- _TASK GOAL_:
Write the records out once more, exactly as they appear below.

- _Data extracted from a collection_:
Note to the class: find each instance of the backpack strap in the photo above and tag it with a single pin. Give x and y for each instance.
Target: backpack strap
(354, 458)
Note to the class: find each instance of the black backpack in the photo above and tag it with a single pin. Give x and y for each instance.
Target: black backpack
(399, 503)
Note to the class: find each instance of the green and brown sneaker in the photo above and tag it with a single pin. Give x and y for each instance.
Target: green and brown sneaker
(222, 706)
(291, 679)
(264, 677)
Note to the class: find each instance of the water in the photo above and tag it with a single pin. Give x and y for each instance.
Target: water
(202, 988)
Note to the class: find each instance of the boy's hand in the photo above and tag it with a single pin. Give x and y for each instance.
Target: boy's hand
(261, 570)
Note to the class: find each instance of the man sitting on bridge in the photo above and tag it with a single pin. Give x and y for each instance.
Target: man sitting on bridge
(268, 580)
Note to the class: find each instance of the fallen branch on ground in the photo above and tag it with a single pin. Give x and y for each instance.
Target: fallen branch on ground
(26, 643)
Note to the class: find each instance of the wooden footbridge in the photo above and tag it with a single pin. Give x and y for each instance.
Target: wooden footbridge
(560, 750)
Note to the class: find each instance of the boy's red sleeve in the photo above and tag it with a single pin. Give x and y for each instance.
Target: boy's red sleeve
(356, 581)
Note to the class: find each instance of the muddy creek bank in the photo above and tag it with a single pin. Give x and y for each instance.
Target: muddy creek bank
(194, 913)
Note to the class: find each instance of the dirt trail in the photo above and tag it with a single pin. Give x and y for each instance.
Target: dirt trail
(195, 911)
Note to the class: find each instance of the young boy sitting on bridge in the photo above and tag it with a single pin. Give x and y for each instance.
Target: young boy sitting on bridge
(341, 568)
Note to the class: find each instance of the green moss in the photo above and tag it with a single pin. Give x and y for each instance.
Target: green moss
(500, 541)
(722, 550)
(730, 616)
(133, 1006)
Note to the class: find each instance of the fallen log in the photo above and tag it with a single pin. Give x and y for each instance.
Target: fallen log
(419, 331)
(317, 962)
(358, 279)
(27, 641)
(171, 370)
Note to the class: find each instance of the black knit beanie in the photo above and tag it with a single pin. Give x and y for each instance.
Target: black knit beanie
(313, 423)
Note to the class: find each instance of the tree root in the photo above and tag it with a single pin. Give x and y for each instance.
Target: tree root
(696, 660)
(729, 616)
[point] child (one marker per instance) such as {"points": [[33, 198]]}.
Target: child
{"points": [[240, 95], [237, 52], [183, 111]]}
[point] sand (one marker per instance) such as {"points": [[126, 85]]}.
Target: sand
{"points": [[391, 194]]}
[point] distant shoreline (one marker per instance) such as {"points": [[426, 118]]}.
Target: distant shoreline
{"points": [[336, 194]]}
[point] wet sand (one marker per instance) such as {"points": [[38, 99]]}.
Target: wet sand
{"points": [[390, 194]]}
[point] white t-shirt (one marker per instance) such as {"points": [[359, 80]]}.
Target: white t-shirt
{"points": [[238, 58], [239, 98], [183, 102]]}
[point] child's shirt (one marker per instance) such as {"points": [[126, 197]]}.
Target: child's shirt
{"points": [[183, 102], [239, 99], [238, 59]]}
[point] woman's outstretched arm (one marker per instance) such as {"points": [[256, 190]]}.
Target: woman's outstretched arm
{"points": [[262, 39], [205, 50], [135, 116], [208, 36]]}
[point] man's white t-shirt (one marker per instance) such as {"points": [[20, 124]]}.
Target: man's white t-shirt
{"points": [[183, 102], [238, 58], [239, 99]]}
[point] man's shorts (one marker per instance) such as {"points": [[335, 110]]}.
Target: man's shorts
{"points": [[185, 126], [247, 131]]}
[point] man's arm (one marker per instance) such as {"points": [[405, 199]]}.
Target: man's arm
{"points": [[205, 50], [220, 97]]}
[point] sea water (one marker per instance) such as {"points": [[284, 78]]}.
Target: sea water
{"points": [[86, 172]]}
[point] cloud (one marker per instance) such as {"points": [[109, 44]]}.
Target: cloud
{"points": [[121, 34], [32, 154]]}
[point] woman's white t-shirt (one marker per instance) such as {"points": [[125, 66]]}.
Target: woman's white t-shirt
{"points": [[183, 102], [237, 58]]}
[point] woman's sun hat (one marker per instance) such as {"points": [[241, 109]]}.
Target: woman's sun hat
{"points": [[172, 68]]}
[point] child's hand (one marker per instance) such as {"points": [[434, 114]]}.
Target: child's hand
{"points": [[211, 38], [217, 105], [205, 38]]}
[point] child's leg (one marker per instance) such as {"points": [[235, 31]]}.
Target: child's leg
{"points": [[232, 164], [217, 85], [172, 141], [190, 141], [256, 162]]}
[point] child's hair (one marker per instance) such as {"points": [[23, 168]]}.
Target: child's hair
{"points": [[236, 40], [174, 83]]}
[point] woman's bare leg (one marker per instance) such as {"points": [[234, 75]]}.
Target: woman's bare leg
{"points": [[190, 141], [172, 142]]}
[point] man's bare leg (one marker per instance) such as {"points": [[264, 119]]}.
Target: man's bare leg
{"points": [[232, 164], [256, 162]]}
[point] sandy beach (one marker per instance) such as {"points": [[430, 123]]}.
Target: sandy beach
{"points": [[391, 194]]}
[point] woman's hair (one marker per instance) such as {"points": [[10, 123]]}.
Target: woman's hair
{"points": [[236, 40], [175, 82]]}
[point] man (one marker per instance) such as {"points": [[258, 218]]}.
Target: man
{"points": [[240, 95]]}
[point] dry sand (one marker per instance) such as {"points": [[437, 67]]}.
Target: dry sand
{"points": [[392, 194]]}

- _RESULT BELOW_:
Note to the class: find each instance of the backpack strap in the photo above and tag it with a single pin. Give x and y for each instance.
Target: backpack strap
(354, 458)
Note to the class: find each instance of the black backpack in the photo above and tag it with a single pin. Give x and y for each instance.
Target: black backpack
(399, 503)
Note to the class: find each instance of the green and brown sneaker in the photo above and tag it with a single pin. Give x and y for each instance.
Target: green and brown sneaker
(222, 706)
(291, 679)
(264, 677)
Note to the class: find each instance of the water in the photo above and tag it with a single pin. Give x and y for each instance.
Target: water
(202, 988)
Note to the class: find each instance of the boy's hand in the photo above and tag it with a single pin. Give x and y for each instance.
Target: boy's hand
(261, 570)
Note to the class: find each instance of the man sitting on bridge in the photo above and tag it with a single pin. Give x and y for each instance.
Target: man sitting on bridge
(268, 580)
Note to the class: find each instance of the fallen branch on ground in the photo above and tag it with a single pin. Give x and y for each instance.
Target: fallen branch on ground
(26, 643)
Note to the class: find each instance of the wooden footbridge in the photo above and tag it with a single pin. Give x and y for each instance.
Target: wooden footbridge
(560, 750)
Note to the class: find each instance of the boy's red sleeve in the photo above and tag it with a single pin. Give x and y for each instance.
Target: boy's red sleeve
(356, 581)
Note to the class: find each instance of the muddy creek bank in the photo above and tag it with a single pin. Give x and y for each instance.
Target: muddy creek bank
(194, 913)
Note to the class: find each instance of the dirt trail in the photo above and tag it with a single pin. Give x and y for each instance.
Target: dirt trail
(195, 911)
Note to the class: find each instance of the young boy sitting on bridge in the photo above and tag it with a single pin. Give x and y for each instance.
Target: young boy sitting on bridge
(341, 568)
Note to the class: find each instance of the green moss in the photo above and tag it with a single pin. Give x and y for each instance.
Target: green moss
(500, 541)
(722, 550)
(730, 616)
(133, 1006)
Note to the class: find each instance of the fallen log in the photo above and tag it with a single pin. Give x and y for each instance.
Target: fallen log
(419, 331)
(317, 962)
(358, 279)
(27, 641)
(171, 370)
Note to the class: find each instance of the black knit beanie in the photo above and tag it with a single pin. Give x and y for each instance.
Target: black knit beanie
(313, 423)
Note to the class: find each instance of the tree root in the photo above and tag it with a single pin. Give x and y for each instance.
Target: tree root
(696, 660)
(729, 616)
[point] child (one marker per instance) such as {"points": [[33, 198]]}.
Target: child
{"points": [[240, 95], [237, 52], [183, 111]]}
[point] sand (one marker per instance) such as {"points": [[126, 85]]}.
Target: sand
{"points": [[391, 194]]}
[point] distant shoreline (one marker per instance) such as {"points": [[426, 118]]}.
Target: distant shoreline
{"points": [[336, 194]]}
[point] wet sand (one marker per instance) such as {"points": [[38, 99]]}.
Target: wet sand
{"points": [[390, 194]]}
[point] white t-shirt (one marker per instance) such as {"points": [[359, 80]]}.
Target: white t-shirt
{"points": [[238, 58], [239, 98], [183, 102]]}
[point] child's shirt (one marker per instance) such as {"points": [[126, 197]]}.
Target: child's shirt
{"points": [[183, 102], [239, 99], [238, 59]]}
[point] woman's outstretched arm (one marker per instance) such as {"points": [[256, 190]]}.
Target: woman's outstretched arm
{"points": [[262, 39], [205, 50], [135, 116], [208, 36]]}
[point] man's white t-shirt (one marker per instance) such as {"points": [[20, 124]]}.
Target: man's white t-shirt
{"points": [[183, 102], [238, 58], [239, 99]]}
[point] man's shorts (one marker per instance) such as {"points": [[335, 110]]}.
Target: man's shorts
{"points": [[185, 126], [247, 131]]}
[point] man's arm (one marker per instance) such as {"points": [[405, 199]]}.
Target: man's arm
{"points": [[205, 50], [220, 97]]}
[point] sea water (one marker per instance) such as {"points": [[284, 78]]}.
Target: sea water
{"points": [[86, 172]]}
[point] cloud (one marker per instance) such as {"points": [[109, 44]]}.
Target: cloud
{"points": [[121, 34], [32, 154]]}
[point] woman's white t-shirt (one marker per instance) such as {"points": [[125, 66]]}.
Target: woman's white t-shirt
{"points": [[183, 102], [237, 58]]}
[point] woman's sun hat (one marker per instance) such as {"points": [[241, 109]]}.
Target: woman's sun hat
{"points": [[172, 68]]}
[point] child's hand (one marker per instance) such as {"points": [[434, 114]]}.
Target: child's hand
{"points": [[211, 38], [217, 105], [205, 38]]}
[point] child's leg (one marker per instance) such as {"points": [[235, 31]]}.
Target: child's leg
{"points": [[232, 164], [217, 85], [172, 141], [190, 141], [256, 162]]}
[point] child's hair (one marker per instance) such as {"points": [[23, 168]]}.
Target: child's hair
{"points": [[236, 40], [174, 83]]}
[point] woman's bare leg (one marker per instance) such as {"points": [[234, 75]]}.
Target: woman's bare leg
{"points": [[190, 141], [172, 142]]}
[point] man's bare leg (one marker per instance) such as {"points": [[264, 119]]}.
Target: man's bare leg
{"points": [[232, 164], [256, 162]]}
[point] sandy beach (one marker per instance) such as {"points": [[430, 123]]}.
Target: sandy beach
{"points": [[391, 194]]}
[point] woman's hair (one marker per instance) such as {"points": [[10, 123]]}.
Target: woman's hair
{"points": [[236, 40], [175, 82]]}
[point] man (one marker per instance) such as {"points": [[258, 218]]}.
Target: man
{"points": [[240, 95]]}
[point] dry sand (one marker per instance) such as {"points": [[437, 67]]}.
Target: dry sand
{"points": [[392, 194]]}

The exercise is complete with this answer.